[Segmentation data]
------------------------
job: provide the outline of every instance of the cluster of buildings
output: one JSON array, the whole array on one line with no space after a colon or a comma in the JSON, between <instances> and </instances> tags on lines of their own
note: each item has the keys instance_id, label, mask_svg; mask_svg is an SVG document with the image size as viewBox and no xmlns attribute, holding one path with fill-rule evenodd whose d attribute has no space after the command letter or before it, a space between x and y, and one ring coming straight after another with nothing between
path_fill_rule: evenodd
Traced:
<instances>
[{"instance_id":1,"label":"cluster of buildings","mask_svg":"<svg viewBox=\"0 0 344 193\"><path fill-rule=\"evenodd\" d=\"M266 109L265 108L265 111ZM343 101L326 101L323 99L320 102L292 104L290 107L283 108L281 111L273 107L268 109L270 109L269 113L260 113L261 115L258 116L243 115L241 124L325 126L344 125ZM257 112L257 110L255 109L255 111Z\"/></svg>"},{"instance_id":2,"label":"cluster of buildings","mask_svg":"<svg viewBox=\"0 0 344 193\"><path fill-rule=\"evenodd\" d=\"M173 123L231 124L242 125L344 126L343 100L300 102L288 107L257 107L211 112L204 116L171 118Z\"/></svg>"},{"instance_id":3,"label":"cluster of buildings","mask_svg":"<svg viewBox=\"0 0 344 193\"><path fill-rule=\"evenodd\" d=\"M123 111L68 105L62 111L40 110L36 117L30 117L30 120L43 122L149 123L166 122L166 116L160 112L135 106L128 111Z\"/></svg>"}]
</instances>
------------------------
Copy everything from the start of the rows down through the line containing "output: one JSON", with both ends included, keeping each line exactly as it appears and adding nothing else.

__Task answer__:
job: provide the outline of every instance of the cluster of buildings
output: one JSON array, the whole array on one line with no space after a colon or a comma in the JSON, between <instances> and </instances> tags on lines of their own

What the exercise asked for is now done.